* **WHAT YOU NEED TO DO**:
A - List every person named in the article on Trump, Iran and North Korea.
B - In the article on Trump, Iran and North Korea, turn the paragraph beginning "When Trump reimposed those sanctions" into a short bulleted list that keeps its main facts.
C - Proceed with the article on Trump, Iran and North Korea, writing on from the end of its last paragraph.

* **TEXT SHOWN**:
BEGIN
How Trump got suckered by Iran and North Korea

“Kim Jong Un didn’t give up his nuclear weapons. Negotiations stalled. North Korea resumed testing with 22 missile launches and counting, including a new submarine-launched missile with a range of about 2,500 km. And North Korea, in December, resumed engine testing at a test facility near Tongchang-ri. Kim ended the year with a speech in which he announced that he would no longer abide by the moratorium on nuclear and missile testing, that North Korea would “shift to shocking actual actions to make [the US] fully pay,” and would soon reveal a “new strategic weapon.”

Yet US officials are still arguing that these threats are little more than bluster and that Kim will soon enough yield to pressure. On January 7, a State Department official asserted that there had been a “significant reduction through the year of North Korean activity, missiles, tests, and all the rest of that stuff” and that “will continue … because the US has taken a solid stand and demonstrated strength and insistence that the agreements be adhered to.”

US officials, of course, said the same thing about Iran. When a State Department official was asked if he thought Iran would retaliate after the assassination of Qassem Soleimani, the official said, “No, I don’t.” When reporters pressed the issue, he said: “I’m just saying that weakness invites more aggression. Timidity will invite more aggression,” and “we’re speaking in a language the regime understands.” That was on January 3. Less than a week later, Iran fired more than a dozen ballistic missiles at US targets in Iraq.

US officials were also skeptical that Iran would respond to Trump withdrawing from the Iran nuclear deal, arguing that Tehran would simply agree to a “tougher” deal. Under the agreement reached by President Obama, the world lifted sanctions in exchange for Iran agreeing to limits on its civilian nuclear energy program that would help reassure the world that Tehran was not building a nuclear weapon.

When Trump reimposed those sanctions, Iran responded by abandoning those limits one by one. Iran has not completely abandoned the agreement: It is still allowing the International Atomic Energy Agency to monitor its nuclear programs, remains a non-nuclear member of the Non-Proliferation Treaty, and has offered to return to compliance if the US removes the sanctions again.
END
* **DATA FOR REVIEW**:
BEGIN
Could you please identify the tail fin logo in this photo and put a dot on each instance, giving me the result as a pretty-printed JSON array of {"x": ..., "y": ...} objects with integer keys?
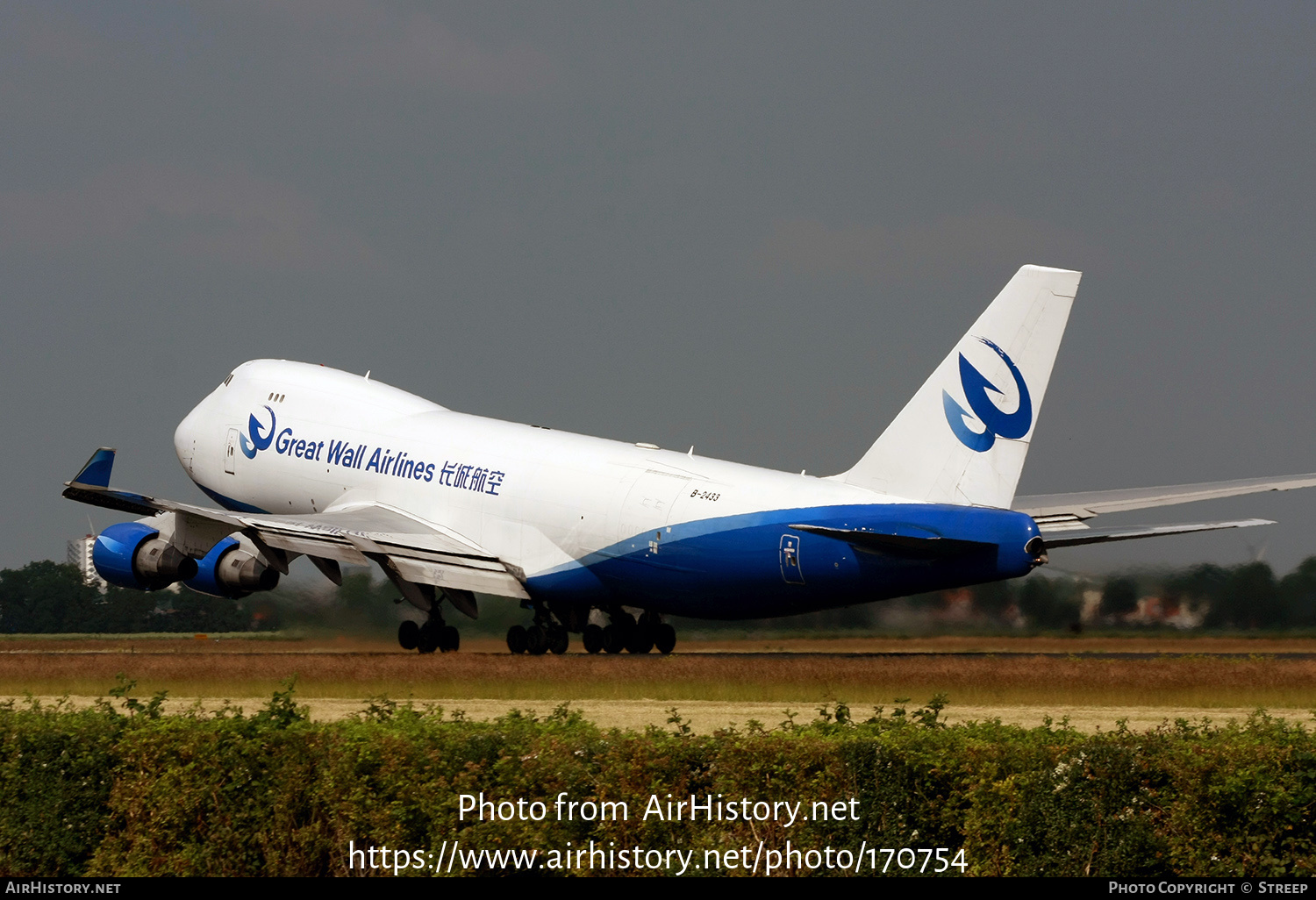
END
BEGIN
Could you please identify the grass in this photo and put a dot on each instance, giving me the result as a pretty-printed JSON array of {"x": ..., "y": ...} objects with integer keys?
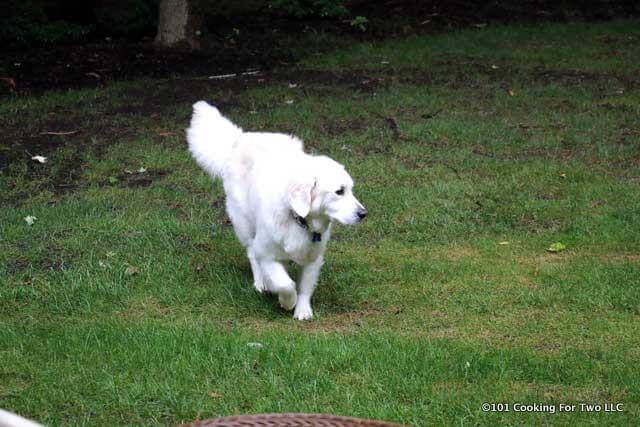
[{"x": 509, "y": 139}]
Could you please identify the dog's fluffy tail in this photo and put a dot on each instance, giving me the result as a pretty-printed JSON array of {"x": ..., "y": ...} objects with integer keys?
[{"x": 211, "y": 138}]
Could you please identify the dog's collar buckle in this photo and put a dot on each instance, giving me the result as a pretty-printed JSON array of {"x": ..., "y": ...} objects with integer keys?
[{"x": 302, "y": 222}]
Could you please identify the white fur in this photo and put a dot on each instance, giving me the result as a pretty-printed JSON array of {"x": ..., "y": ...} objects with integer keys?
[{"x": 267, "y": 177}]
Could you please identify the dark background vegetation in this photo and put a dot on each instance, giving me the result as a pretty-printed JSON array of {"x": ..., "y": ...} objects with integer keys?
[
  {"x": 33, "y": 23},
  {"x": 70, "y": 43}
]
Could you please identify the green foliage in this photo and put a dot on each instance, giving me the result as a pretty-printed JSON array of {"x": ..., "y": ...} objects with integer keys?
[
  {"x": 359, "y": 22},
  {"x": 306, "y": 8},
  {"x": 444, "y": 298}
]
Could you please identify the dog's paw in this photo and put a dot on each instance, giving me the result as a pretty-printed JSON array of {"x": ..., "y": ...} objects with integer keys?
END
BEGIN
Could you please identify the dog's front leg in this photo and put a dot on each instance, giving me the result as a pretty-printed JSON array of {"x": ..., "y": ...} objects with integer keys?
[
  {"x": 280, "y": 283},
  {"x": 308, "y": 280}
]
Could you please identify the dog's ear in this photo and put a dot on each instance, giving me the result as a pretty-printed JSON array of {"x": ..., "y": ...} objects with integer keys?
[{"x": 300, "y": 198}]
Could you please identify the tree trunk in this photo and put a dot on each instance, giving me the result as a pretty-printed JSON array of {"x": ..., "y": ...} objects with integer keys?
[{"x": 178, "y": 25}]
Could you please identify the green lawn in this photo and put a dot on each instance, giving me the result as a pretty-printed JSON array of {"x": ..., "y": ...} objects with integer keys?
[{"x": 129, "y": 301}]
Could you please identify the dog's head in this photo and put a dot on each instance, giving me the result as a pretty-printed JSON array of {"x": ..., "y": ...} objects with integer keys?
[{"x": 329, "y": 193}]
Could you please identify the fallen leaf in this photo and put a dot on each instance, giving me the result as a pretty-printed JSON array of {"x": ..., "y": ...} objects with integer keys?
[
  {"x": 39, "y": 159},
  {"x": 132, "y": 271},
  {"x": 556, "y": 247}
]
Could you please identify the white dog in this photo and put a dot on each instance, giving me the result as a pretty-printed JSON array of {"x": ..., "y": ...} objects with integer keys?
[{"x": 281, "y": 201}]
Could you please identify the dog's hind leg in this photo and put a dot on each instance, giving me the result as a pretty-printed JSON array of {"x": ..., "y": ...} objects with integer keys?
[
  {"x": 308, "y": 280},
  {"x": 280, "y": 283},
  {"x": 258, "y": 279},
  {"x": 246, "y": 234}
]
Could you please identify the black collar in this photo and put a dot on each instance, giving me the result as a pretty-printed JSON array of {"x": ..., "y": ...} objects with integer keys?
END
* **ANSWERS TO THE TASKS**:
A - Trump, Kim Jong Un, Qassem Soleimani, Obama

B -
- After Trump reimposed the sanctions, Iran dropped the agreement's limits one by one.
- Iran has not fully abandoned the agreement.
- It still lets the International Atomic Energy Agency monitor its nuclear programs.
- It remains a non-nuclear member of the Non-Proliferation Treaty.
- It has offered to return to compliance if the US removes the sanctions again.

C -
But what Iran has not agreed to is the better deal that Trump’s supporters promised was just around the corner.”

“It is remarkable that, across the board, Trump’s strategies of pressure and bullying have resulted in no tangible agreements — no deal with Kim Jong Un, no meeting with Iran’s leaders, and no arms control deals with either the Russians or the Chinese.”

Trump downplays US troop injuries from Iran’s attack, calling them “not very serious”

“After Tehran fired 16 missiles at two US military sites in Iraq earlier this month, the Trump administration repeatedly said there were no casualties. Trump, during a January 8 address at the White House, reiterated that message by saying “all of our soldiers are safe.”

Then last week, a Pentagon spokesperson admitted 11 military members sustained injuries in the Iran strikes, saying in a statement that the troops were “treated for concussion symptoms from the blast and are still being assessed” in Germany and Kuwait.

And then on Tuesday — almost two weeks after Trump and other officials said no one was hurt — another Defense Department spokesperson said that “additional service members have been identified as having potential injuries” and are under evaluation in Germany, too, though the exact number of troops or nature of the injuries is unclear.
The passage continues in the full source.